Restrictions for maintaining confidentiality also extend to any entities in the system that perform memory accesses on behalf of pVMs, namely DMA-capable devices and services running in more privileged layers. SoC vendors must satisfy a new set of requirements before they can support pKVM, otherwise confidentiality can't be provided.
Integrity applies to both data in memory and computation:
- pVMs can't modify each other’s memory without consent.
- pVMs can't influence each other’s CPU state.
These requirements are enforced by the hypervisor. But problems concerning data integrity also arise with virtual data storage where other solutions must be applied, such as dm-verity or AuthFS.
These principles are no different from process isolation offered by Linux where access to memory pages is controlled with stage 1 page tables and the kernel context-switches between processes. However, the EL2 portion of pKVM, which enforces these properties, has roughly half the attack surface compared to the entire Linux kernel (roughly 10 thousand versus 20 million lines of code) and therefore offers stronger assurance to use cases that are too sensitive to rely on process isolation.
Given its size, a pKVM lends itself to formal verification. We're actively supporting academic research, which aims to formally prove these properties on the actual pKVM binary.
The remainder of this document covers the confidentiality and integrity guarantees that each component around a pKVM provides.
pKVM is a KVM-based hypervisor that isolates pVMs and Android into mutually distrusted execution environments. These properties hold in the event of a compromise within any pVM, including the host. Alternative hypervisors that comply with AVF need to provide similar properties.
- A pVM can't access a page belonging to another entity, such as a pVM or hypervisor, unless explicitly shared by the page owner. This rule includes the host pVM and applies to both CPU and DMA accesses.

--------

▶ **Work to complete**
a - Answer these about the pKVM passage, one per line:
(i) Which two solutions does it name for data integrity in virtual data storage?
(ii) Who must satisfy a new set of requirements before they can support pKVM?
(iii) Alternative hypervisors that comply with what need to provide similar properties?
b - Echo the pKVM passage word for word, starting with "These requirements are" and going on through "on process isolation.".
c - Please write what follows the last sentence of the pKVM passage.

▶ **Records provided**
--------

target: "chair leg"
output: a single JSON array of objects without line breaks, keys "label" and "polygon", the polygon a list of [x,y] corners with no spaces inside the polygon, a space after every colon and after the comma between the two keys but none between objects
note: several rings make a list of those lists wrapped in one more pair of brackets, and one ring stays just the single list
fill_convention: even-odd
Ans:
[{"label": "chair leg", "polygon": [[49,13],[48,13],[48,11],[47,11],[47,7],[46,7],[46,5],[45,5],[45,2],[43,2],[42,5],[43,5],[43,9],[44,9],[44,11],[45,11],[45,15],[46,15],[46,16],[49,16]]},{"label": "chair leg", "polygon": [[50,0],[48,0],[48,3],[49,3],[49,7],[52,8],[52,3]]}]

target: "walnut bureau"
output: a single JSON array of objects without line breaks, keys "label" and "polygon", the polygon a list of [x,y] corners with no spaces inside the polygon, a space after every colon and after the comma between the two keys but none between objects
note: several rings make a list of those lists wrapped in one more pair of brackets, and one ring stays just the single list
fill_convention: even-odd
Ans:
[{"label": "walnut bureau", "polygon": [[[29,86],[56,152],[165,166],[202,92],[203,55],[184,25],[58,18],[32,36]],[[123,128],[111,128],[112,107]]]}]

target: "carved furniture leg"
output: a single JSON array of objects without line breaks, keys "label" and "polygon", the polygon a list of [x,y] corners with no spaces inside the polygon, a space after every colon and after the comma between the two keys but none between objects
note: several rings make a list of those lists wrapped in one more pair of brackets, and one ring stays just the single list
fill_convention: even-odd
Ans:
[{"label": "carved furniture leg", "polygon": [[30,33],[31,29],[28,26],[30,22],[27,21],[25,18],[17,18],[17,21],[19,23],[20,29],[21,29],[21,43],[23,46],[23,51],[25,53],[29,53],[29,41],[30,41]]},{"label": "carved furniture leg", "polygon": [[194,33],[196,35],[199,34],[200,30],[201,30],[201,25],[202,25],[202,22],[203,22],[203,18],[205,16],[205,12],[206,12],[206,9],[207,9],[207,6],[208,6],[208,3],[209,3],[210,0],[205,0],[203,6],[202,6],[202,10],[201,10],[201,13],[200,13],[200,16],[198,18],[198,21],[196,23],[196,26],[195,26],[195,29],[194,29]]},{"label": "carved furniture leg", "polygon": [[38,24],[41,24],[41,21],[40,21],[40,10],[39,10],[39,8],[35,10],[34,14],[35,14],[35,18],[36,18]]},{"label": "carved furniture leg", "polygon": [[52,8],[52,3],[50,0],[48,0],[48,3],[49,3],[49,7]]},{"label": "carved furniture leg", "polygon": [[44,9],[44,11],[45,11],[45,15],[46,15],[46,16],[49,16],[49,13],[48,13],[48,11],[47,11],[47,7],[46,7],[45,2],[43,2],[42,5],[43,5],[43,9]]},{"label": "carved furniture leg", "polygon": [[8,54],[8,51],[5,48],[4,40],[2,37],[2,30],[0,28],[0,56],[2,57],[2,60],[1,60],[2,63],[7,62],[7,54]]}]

--------

▶ **Results by task**
a -
(i) dm-verity and AuthFS
(ii) SoC vendors
(iii) AVF

b -
These requirements are enforced by the hypervisor. But problems concerning data integrity also arise with virtual data storage where other solutions must be applied, such as dm-verity or AuthFS.
These principles are no different from process isolation offered by Linux where access to memory pages is controlled with stage 1 page tables and the kernel context-switches between processes. However, the EL2 portion of pKVM, which enforces these properties, has roughly half the attack surface compared to the entire Linux kernel (roughly 10 thousand versus 20 million lines of code) and therefore offers stronger assurance to use cases that are too sensitive to rely on process isolation.

c -
- Before a page used by a pVM is returned to the host, such as when the pVM is destroyed, it's wiped.
- The memory of all pVMs and the pVM firmware from one device boot is wiped before the OS bootloader runs in the subsequent device boot.
- When a hardware debugger, such as SJTAG, is attached, a pVM can't access its previously minted keys.
- The pVM firmware doesn't boot if it can't verify the initial image.
- The pVM firmware doesn't boot if the integrity of the
- Boot Certificate Chain (BCC) and Compound Device Identifiers (CDIs) provided to a pVM instance can be derived only by that particular instance.
Microdroid is an example of an OS running within a pVM. Microdroid consists of a U-boot-based bootloader, GKI, and a subset of Android userspace, and a payload launcher. These properties hold in the event of a compromise within any pVM, including the host. Alternatives OSs running in a pVM should provide similar properties.
- Microdroid won't boot if
vbmeta\_system.imgcan’t be verified.
- Microdroid won't boot if the APK verification fails.
- The same Microdroid instance won't boot even if the APK was updated.
- Microdroid won't boot if any of the APEXes fail the verification.
- Microdroid won't boot (or boots with a clean initial state) if the
instance.imgis modified outside of the guest pVM.
- Microdroid provides attestation to the boot chain.
- Any (unsigned) modification to the disk images shared to the guest pVM causes an I/O error on the pVM side.
- BCC and CDIs provided to a pVM instance can be derived only by that particular instance.
These are properties maintained by Android as the host but don't hold true in the event of a host compromise:
- A guest pVM can’t directly interact with (for example, make a vsock connection to) other guest pVMs.
- Only the
VirtualizationServicein the host pVM can make a communication channel to a pVM (Note: It can pass the established channel to others).
- Only the apps that are signed with the platform key can request permission to create, own, or interact with pVMs.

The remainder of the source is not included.